_PROBLEM TO WORK ON_
Write out the material again, starting with the line containing "Please look at the image and locate the man's" and going on through the line containing "(145, 287), (350, 417)", with "short-sleeve" swapped for "long-sleeve" and nothing else altered.

_SOURCE DATA_
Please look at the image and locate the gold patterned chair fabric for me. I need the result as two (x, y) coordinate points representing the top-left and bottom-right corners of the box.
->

--

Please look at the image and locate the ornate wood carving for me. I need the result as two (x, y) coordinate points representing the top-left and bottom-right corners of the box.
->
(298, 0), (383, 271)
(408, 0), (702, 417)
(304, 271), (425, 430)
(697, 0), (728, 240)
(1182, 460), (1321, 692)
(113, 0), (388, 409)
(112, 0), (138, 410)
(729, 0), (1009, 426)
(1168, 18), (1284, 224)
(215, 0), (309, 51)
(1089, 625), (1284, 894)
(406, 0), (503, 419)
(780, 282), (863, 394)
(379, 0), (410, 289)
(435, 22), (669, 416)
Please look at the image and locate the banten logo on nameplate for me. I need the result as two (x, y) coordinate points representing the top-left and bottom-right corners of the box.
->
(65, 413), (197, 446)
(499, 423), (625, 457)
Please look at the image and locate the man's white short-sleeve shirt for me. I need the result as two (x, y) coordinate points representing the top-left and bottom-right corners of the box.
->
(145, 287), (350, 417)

_EXERCISE RESPONSE_
Please look at the image and locate the man's white long-sleeve shirt for me. I need the result as two (x, y) coordinate points representing the top-left and bottom-right corners of the box.
->
(145, 287), (350, 417)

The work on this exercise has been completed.